● **TASK GOAL**: Leaving out every picture, output the records below exactly as they are.

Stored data
-- -- --

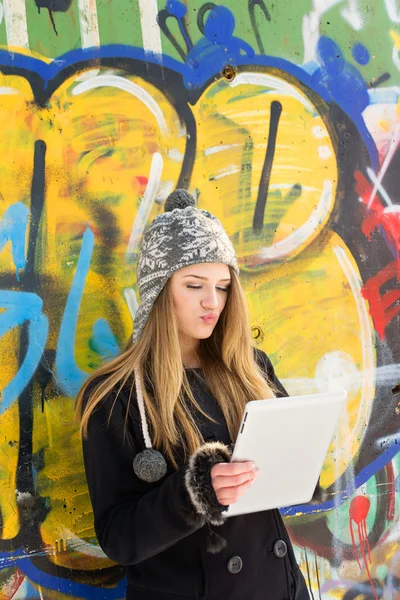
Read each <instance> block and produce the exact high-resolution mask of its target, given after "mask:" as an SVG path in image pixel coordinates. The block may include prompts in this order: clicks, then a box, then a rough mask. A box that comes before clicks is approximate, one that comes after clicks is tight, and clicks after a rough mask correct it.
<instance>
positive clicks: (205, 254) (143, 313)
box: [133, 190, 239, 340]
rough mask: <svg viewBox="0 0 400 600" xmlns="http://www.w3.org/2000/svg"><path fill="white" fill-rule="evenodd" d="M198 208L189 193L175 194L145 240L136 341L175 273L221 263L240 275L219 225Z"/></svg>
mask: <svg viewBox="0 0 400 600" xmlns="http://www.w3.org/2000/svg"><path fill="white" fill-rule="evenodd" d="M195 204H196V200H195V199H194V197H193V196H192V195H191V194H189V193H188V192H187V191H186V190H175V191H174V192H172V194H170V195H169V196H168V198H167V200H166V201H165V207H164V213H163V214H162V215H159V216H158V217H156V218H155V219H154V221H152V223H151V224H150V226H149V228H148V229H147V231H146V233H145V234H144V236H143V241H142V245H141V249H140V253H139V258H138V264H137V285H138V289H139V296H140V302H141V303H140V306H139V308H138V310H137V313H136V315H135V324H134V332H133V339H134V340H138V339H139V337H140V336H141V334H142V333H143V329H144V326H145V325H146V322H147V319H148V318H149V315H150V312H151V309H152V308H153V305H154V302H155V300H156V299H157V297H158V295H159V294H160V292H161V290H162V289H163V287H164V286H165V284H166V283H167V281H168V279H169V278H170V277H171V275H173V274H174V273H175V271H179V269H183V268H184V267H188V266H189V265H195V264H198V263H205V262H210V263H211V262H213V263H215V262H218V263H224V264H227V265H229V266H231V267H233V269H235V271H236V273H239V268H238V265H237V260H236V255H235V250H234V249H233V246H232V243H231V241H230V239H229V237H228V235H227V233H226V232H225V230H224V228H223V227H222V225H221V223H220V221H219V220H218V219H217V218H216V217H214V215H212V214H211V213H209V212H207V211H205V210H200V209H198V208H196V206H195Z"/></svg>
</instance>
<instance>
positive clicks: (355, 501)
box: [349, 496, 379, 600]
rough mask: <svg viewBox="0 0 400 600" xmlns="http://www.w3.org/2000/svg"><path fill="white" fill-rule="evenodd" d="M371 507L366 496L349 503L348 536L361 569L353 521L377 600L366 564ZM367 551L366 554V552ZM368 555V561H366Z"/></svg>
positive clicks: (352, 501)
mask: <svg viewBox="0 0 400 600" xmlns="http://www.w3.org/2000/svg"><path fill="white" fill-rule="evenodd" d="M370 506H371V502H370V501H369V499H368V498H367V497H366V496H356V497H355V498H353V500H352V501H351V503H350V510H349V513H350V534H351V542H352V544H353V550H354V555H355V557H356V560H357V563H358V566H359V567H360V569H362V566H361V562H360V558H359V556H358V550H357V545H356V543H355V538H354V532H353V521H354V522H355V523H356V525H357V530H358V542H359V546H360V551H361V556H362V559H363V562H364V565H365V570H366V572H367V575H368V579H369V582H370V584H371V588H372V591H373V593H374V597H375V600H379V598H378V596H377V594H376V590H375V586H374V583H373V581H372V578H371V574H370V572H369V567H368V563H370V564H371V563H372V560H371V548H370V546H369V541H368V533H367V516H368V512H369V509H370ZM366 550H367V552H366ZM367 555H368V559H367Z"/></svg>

-- -- --

● **WRITTEN ANSWER**:
Read each <instance> block and produce the exact high-resolution mask of its target, given after "mask:" as an SVG path in image pixel coordinates. The block may include prompts in this order: clicks, then a box, then a rough mask. A box that comes before clicks is approximate, one that comes after clicks is tight, and clicks after a rough mask correct it.
<instance>
positive clicks: (205, 254) (143, 313)
box: [133, 190, 239, 340]
rough mask: <svg viewBox="0 0 400 600" xmlns="http://www.w3.org/2000/svg"><path fill="white" fill-rule="evenodd" d="M198 208L189 193L175 194L145 240L136 341L175 273L221 263L240 275L219 225Z"/></svg>
mask: <svg viewBox="0 0 400 600" xmlns="http://www.w3.org/2000/svg"><path fill="white" fill-rule="evenodd" d="M195 204H196V200H195V199H194V197H193V196H192V195H191V194H189V193H188V192H187V191H186V190H175V191H174V192H172V194H170V195H169V196H168V198H167V200H166V201H165V207H164V213H163V214H162V215H159V216H158V217H156V218H155V219H154V221H152V223H151V224H150V226H149V228H148V229H147V231H146V233H145V234H144V236H143V241H142V245H141V249H140V253H139V258H138V264H137V285H138V289H139V296H140V302H141V303H140V306H139V308H138V310H137V313H136V315H135V324H134V332H133V339H134V340H138V339H139V337H140V336H141V334H142V333H143V329H144V326H145V325H146V322H147V319H148V318H149V315H150V312H151V309H152V308H153V305H154V302H155V300H156V299H157V297H158V295H159V294H160V292H161V290H162V289H163V287H164V286H165V284H166V283H167V281H168V279H169V278H170V277H171V275H173V274H174V273H175V271H179V269H183V268H184V267H188V266H189V265H195V264H198V263H205V262H210V263H211V262H213V263H215V262H218V263H224V264H227V265H229V266H231V267H233V269H235V271H236V273H239V268H238V265H237V260H236V255H235V250H234V249H233V246H232V243H231V241H230V239H229V237H228V235H227V233H226V232H225V230H224V228H223V227H222V225H221V223H220V221H219V220H218V219H217V218H216V217H214V215H212V214H211V213H209V212H207V211H205V210H200V209H198V208H196V206H195Z"/></svg>
</instance>
<instance>
positive clicks: (355, 501)
box: [349, 496, 379, 600]
rough mask: <svg viewBox="0 0 400 600" xmlns="http://www.w3.org/2000/svg"><path fill="white" fill-rule="evenodd" d="M371 507L366 496L349 503L348 536L361 569L353 521L377 600L366 564ZM367 551L366 554V552ZM368 555V561H366Z"/></svg>
positive clicks: (352, 501)
mask: <svg viewBox="0 0 400 600" xmlns="http://www.w3.org/2000/svg"><path fill="white" fill-rule="evenodd" d="M370 506H371V502H370V501H369V499H368V498H367V497H366V496H356V497H355V498H353V500H352V501H351V503H350V510H349V513H350V534H351V542H352V544H353V550H354V555H355V557H356V560H357V563H358V566H359V567H360V569H362V566H361V562H360V558H359V556H358V550H357V545H356V543H355V538H354V532H353V521H354V522H355V523H356V525H357V530H358V542H359V546H360V551H361V556H362V559H363V562H364V565H365V570H366V572H367V575H368V579H369V582H370V584H371V588H372V591H373V593H374V597H375V600H379V598H378V596H377V594H376V590H375V586H374V583H373V581H372V578H371V574H370V572H369V567H368V563H370V564H371V563H372V560H371V548H370V546H369V541H368V533H367V516H368V512H369V509H370ZM366 550H367V552H366ZM367 555H368V559H367Z"/></svg>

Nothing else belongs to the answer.